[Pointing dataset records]
┄┄┄┄┄┄

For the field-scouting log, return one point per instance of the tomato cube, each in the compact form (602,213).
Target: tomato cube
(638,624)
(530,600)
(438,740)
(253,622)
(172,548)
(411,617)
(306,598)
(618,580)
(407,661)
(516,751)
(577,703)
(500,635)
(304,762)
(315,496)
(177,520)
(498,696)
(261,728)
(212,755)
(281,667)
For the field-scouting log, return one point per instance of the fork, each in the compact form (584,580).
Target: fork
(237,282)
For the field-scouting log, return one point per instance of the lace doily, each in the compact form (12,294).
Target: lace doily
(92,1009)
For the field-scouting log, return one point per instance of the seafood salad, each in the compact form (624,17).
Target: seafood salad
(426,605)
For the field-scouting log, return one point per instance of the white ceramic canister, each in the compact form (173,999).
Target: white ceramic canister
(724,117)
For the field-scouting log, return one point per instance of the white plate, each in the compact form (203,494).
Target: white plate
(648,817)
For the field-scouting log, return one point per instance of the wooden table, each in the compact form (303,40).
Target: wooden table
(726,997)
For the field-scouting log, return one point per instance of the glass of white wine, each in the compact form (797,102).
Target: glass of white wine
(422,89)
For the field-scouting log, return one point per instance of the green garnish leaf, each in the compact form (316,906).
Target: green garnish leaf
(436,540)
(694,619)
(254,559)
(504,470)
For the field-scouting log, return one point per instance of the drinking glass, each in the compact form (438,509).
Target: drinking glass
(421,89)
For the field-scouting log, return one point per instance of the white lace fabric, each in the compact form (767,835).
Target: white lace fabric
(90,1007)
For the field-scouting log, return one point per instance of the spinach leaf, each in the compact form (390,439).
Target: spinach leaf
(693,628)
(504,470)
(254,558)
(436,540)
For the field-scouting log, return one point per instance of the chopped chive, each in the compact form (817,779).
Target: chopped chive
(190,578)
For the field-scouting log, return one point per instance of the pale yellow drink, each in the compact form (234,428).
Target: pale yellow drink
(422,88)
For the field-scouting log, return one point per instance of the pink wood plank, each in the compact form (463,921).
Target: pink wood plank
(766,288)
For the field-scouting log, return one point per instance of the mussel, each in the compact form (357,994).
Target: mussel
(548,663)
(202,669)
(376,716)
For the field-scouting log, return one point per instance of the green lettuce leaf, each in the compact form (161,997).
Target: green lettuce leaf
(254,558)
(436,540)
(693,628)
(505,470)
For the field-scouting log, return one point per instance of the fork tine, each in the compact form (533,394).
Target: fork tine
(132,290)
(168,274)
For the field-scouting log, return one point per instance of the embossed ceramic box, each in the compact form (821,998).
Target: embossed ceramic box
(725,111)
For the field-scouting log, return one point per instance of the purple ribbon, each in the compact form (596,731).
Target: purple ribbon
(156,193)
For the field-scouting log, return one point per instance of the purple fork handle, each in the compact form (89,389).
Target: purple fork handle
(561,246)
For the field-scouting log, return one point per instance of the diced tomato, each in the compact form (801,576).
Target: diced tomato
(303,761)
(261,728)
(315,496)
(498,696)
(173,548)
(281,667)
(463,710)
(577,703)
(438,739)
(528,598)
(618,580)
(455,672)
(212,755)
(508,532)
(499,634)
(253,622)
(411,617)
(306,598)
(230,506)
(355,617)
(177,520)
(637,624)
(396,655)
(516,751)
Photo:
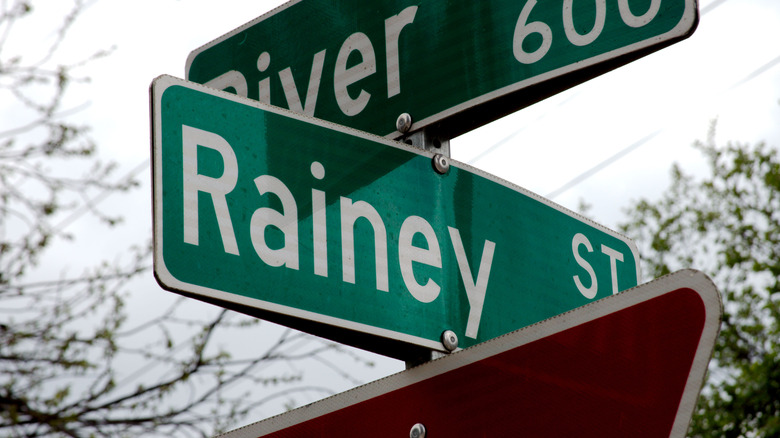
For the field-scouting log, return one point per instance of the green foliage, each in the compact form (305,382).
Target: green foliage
(727,224)
(74,360)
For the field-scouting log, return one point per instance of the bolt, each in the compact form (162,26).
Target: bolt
(403,123)
(441,163)
(449,339)
(418,431)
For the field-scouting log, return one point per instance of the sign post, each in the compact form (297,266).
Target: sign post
(357,238)
(452,65)
(628,365)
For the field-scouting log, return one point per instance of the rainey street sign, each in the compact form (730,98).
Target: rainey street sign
(453,65)
(355,237)
(631,365)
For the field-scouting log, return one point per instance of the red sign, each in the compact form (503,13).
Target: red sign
(628,365)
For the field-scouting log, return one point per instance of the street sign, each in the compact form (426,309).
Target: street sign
(452,65)
(628,365)
(355,237)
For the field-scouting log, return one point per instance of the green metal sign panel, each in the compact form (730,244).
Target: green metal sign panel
(335,231)
(453,65)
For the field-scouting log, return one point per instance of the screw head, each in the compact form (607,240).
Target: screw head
(418,431)
(403,123)
(449,339)
(441,163)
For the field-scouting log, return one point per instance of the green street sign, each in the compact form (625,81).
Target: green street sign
(355,237)
(452,65)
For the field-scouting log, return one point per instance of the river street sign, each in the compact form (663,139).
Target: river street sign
(355,237)
(452,65)
(631,365)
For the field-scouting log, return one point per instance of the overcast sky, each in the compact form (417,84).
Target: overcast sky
(729,70)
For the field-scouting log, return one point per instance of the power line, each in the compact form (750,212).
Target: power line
(625,151)
(506,139)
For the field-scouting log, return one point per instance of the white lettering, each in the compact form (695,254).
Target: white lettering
(218,188)
(350,212)
(614,257)
(291,91)
(232,79)
(287,222)
(319,224)
(408,253)
(393,27)
(568,23)
(638,21)
(344,77)
(475,291)
(588,292)
(264,85)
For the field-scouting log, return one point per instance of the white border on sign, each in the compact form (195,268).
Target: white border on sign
(157,89)
(688,278)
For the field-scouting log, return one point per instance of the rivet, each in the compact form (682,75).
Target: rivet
(403,123)
(418,431)
(450,340)
(441,163)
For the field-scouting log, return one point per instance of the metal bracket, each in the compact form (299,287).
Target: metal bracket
(423,140)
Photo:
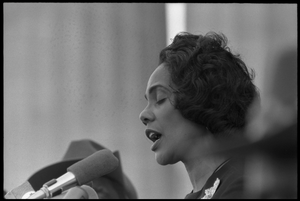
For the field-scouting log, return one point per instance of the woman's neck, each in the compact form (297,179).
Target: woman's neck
(199,170)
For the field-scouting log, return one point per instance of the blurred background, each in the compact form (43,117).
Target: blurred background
(79,70)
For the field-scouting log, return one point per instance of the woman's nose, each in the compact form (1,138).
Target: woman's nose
(146,116)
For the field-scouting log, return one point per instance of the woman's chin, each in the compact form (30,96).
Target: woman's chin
(163,159)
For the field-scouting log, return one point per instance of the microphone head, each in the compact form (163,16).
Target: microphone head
(94,166)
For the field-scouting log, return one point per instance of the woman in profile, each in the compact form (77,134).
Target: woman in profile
(198,97)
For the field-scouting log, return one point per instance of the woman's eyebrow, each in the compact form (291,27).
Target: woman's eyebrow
(153,88)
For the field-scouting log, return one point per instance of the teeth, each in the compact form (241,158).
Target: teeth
(154,136)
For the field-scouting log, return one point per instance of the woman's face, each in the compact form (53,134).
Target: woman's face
(173,135)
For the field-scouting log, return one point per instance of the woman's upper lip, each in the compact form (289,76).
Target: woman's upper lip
(148,131)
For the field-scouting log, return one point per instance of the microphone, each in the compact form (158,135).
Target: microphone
(96,165)
(82,192)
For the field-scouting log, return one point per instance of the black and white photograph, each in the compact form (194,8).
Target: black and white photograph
(141,100)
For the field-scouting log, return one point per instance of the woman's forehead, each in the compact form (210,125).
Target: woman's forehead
(159,76)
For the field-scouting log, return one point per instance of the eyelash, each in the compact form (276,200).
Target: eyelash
(161,101)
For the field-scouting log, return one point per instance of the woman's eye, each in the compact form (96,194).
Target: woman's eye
(160,101)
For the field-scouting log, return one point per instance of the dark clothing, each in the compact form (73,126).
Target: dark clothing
(231,186)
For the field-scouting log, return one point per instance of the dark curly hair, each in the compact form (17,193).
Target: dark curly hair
(213,86)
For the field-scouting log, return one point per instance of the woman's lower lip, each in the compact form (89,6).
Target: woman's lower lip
(155,145)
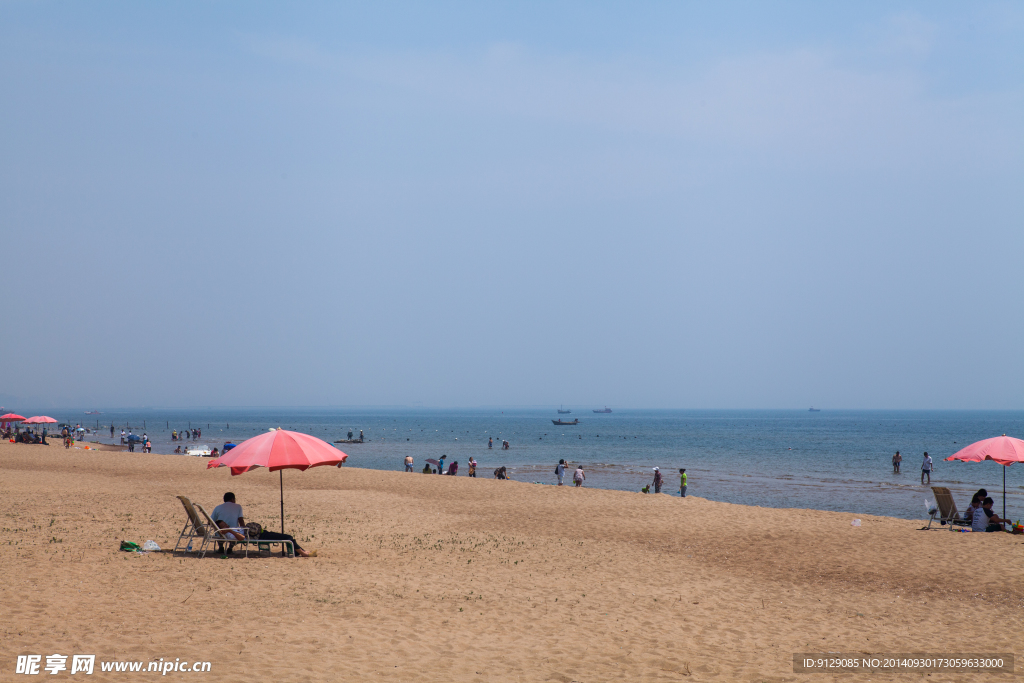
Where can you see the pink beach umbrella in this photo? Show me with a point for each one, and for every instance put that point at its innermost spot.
(10, 417)
(1004, 450)
(280, 450)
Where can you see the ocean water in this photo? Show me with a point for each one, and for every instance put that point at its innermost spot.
(837, 461)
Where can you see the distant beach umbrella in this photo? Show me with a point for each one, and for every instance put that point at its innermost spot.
(1004, 450)
(280, 450)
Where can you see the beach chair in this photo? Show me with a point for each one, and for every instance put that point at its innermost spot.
(217, 535)
(195, 529)
(947, 513)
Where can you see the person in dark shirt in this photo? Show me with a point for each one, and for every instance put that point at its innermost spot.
(995, 522)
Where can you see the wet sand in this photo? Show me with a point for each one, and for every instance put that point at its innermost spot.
(451, 579)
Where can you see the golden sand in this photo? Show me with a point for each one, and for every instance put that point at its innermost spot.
(451, 579)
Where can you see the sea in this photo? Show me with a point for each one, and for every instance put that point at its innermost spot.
(827, 460)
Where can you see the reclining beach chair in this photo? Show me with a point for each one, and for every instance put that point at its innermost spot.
(217, 535)
(947, 513)
(194, 529)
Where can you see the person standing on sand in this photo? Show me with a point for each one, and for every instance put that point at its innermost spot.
(658, 479)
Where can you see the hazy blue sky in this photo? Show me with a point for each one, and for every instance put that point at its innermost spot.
(663, 205)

┄┄┄┄┄┄

*STATED GOAL*
Write out, exactly, each line from the one containing "compact form (17,193)." down to the final line of the data above. Both of those lines count, and the pictures are left out.

*REPLY TO THE EXERCISE*
For the field-scouting log, return one point per instance of the dark curly hair, each in the compact form (17,193).
Target: dark curly hair
(213,86)
For the field-scouting log, return one point per instance of the woman's lower lip, each in the compact form (89,6).
Target: woman's lower lip
(155,145)
Where can you see the pink beach umbrella in this photo? Show me with a point for each one, and for every instance put that point at its innermost spot.
(10, 417)
(1004, 450)
(280, 450)
Where can you see the ocean water in this photo? Show me with a point for each one, and for every instance put that point at its innermost spot.
(837, 461)
Where can you see the distant beach umbrella in this photo? Show me with a point for each one, and for every instance put that point at its innermost spot.
(1004, 450)
(280, 450)
Where can you see the beach chair in this photo? Show me with a point for each one, and for every instance put that point at its innermost spot.
(217, 535)
(195, 529)
(947, 513)
Where can you see the person in dark shirt in this photo? Show me with a point for each one, and for every instance put that point at its innermost spot.
(995, 522)
Where can you see the wet sand in this photo? Show me with a point for each one, and for every instance put that point at its innermost spot.
(451, 579)
Where can you see the golden sand in this photo? Show me with a point for each one, and for every instance put that point at its innermost spot.
(451, 579)
Where can you see the sea in this photo? Show me with a point for each one, and for every instance put that point at its innermost spot.
(827, 460)
Where can you see the reclining beach chair in this photo? Show me with a point for each one, and for every instance put that point at its innermost spot.
(217, 535)
(947, 513)
(194, 529)
Where can you see the person standing on sand in this photo? Show me with a point for each one, and for every instance put that point at its innermost spot.
(658, 479)
Where can you see the hazy blue sky in this photo? Show me with a point for each one, and for every instance put that point at its innermost spot.
(663, 205)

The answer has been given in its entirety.